_THE PROBLEM_: Every record, from the first to the last, is to be printed again exactly.

Saved entries
===============
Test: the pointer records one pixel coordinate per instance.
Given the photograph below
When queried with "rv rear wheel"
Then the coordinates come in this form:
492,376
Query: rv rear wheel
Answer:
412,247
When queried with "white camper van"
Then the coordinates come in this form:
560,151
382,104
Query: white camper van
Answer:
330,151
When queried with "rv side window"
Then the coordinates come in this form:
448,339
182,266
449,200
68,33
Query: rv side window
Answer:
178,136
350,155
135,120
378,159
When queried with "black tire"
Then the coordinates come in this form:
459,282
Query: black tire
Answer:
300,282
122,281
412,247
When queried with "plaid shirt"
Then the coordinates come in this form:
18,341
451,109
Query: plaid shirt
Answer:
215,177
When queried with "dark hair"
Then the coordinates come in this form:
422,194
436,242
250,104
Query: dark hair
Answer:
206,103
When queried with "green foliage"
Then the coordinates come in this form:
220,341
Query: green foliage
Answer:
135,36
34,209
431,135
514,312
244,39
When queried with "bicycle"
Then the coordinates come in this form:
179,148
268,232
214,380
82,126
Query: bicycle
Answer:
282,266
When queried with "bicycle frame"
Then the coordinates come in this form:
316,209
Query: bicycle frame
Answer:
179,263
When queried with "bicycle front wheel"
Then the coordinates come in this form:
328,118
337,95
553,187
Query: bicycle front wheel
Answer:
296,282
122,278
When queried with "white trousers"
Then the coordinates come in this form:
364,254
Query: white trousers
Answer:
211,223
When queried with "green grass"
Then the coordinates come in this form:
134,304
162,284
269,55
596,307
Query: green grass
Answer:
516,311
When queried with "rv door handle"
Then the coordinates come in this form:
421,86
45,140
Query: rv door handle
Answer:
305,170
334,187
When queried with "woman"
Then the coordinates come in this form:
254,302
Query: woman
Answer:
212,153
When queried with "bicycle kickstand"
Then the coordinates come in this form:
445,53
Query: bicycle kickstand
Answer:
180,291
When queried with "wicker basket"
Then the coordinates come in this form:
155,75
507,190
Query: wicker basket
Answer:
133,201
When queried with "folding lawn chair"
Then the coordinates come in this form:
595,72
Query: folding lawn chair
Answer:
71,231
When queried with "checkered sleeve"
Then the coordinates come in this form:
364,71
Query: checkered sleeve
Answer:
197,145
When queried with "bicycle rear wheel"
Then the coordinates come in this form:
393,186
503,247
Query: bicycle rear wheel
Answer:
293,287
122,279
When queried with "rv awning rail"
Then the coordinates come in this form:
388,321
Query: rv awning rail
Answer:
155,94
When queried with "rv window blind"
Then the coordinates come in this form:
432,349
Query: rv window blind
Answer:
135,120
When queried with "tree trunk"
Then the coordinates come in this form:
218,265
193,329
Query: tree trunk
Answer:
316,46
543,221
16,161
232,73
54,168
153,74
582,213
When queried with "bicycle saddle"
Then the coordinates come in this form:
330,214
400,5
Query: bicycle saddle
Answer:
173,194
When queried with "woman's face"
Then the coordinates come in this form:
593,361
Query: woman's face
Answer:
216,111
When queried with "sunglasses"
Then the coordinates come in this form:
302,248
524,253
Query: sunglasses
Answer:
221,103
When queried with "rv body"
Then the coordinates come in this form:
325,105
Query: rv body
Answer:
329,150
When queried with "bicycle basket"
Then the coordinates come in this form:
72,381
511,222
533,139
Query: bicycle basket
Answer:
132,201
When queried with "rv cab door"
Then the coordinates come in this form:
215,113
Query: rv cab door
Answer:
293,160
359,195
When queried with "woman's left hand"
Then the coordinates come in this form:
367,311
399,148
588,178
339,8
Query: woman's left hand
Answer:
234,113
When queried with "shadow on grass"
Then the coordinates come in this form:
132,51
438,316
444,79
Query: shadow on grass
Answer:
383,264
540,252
===============
_SOLVED EXERCISE_:
Test: the pointer records one pixel coordinate per instance.
Given the photograph below
When queried with "rv rear wheel"
Then the coordinates come in this form:
492,376
Query: rv rear wheel
Answer:
412,247
When queried with "white camper van"
Then the coordinates come in this form:
560,151
382,104
Query: white camper van
Answer:
330,151
When queried with "rv side window"
Then the coordinates come in this form:
448,339
182,266
449,200
68,33
Query: rv side window
Answer:
178,136
350,155
135,120
378,159
When queried with "black tire"
Then the coordinates come in this form:
459,282
Query: black tire
Answer:
300,282
122,281
412,247
When queried with "plaid shirt"
Then the coordinates come in this form:
18,341
451,109
Query: plaid shirt
Answer:
215,177
When queried with "dark hair"
Then the coordinates come in this form:
422,194
436,242
250,104
Query: dark hair
Answer:
206,103
When queried with "green foliage"
Then the coordinates come in this form:
220,341
Query: green foliage
Answer:
135,36
34,209
431,135
514,312
244,39
When queried with "bicycle"
Then the coordinates come in this form:
179,148
268,232
214,380
82,126
Query: bicycle
Answer:
282,266
When queried with "bicycle frame"
Then the coordinates come in this form:
316,209
Query: bicycle frame
Answer:
179,263
When queried with "bicycle front wheel"
Then the coordinates come in this form:
328,118
337,95
553,187
Query: bicycle front wheel
Answer:
296,282
122,278
When queried with "white trousers"
Then the coordinates come in this form:
364,254
Query: white trousers
Answer:
211,223
When queried with "green grass"
Then the coordinates come in this form:
134,304
162,284
269,55
596,307
Query: green grass
Answer:
516,311
When queried with "rv door handle"
Then the coordinates come in this form:
421,86
45,140
Query: rv door handle
Answer:
305,170
334,187
When queried with "woman"
Then the coordinates come in this form:
254,302
Query: woman
Answer:
212,153
When queried with "bicycle kickstand"
Then the coordinates come in this form:
445,53
Query: bicycle kickstand
Answer:
180,291
When queried with "wicker basket"
Then the coordinates come in this form:
155,75
507,190
Query: wicker basket
Answer:
133,201
When queried with "folding lawn chair"
Then the coordinates come in this form:
595,72
Query: folding lawn chair
Answer:
71,231
When queried with "checkered sleeve"
Then the coordinates come in this form:
364,71
Query: checkered sleeve
Answer:
197,145
When queried with "bicycle rear wheel"
Then the coordinates come in this form:
393,186
503,247
Query: bicycle rear wheel
Answer:
293,287
122,279
When queried with "rv awning rail"
Then the coordinates come in this form:
388,321
Query: rv awning rail
Answer:
155,94
When queried with "rv window blind"
Then the coordinates come in this form:
432,349
Query: rv window blind
Answer:
135,120
When queried with "tree trunk"
Then the coordinates come in this form:
218,265
193,329
Query: tree trunk
Answer:
316,46
543,221
16,161
232,73
54,168
153,74
582,213
When queried with "bicycle saddle"
Then the coordinates come in this form:
330,214
400,5
Query: bicycle saddle
Answer:
173,194
When queried with "woman's face"
Then the coordinates come in this form:
593,361
Query: woman's face
Answer:
216,111
When queried with "sunglasses"
Then the coordinates come in this form:
302,248
524,253
Query: sunglasses
Answer:
221,103
When queried with "rv body"
Then the coordinates come in this form:
325,105
Query: rv body
Answer:
329,150
When queried with "bicycle basket"
Then the coordinates come in this form:
72,381
511,222
533,139
Query: bicycle basket
Answer:
132,201
When queried with "rv cab door"
Then the coordinates come in this form:
215,113
Query: rv cab door
Answer:
293,160
359,195
When queried with "woman's left hand"
Then the coordinates come in this form:
367,311
399,148
588,178
339,8
Query: woman's left hand
Answer:
234,113
When queried with "shadow on grass"
Then the coordinates come in this form:
132,51
438,316
444,79
Query: shadow on grass
Answer:
383,264
540,252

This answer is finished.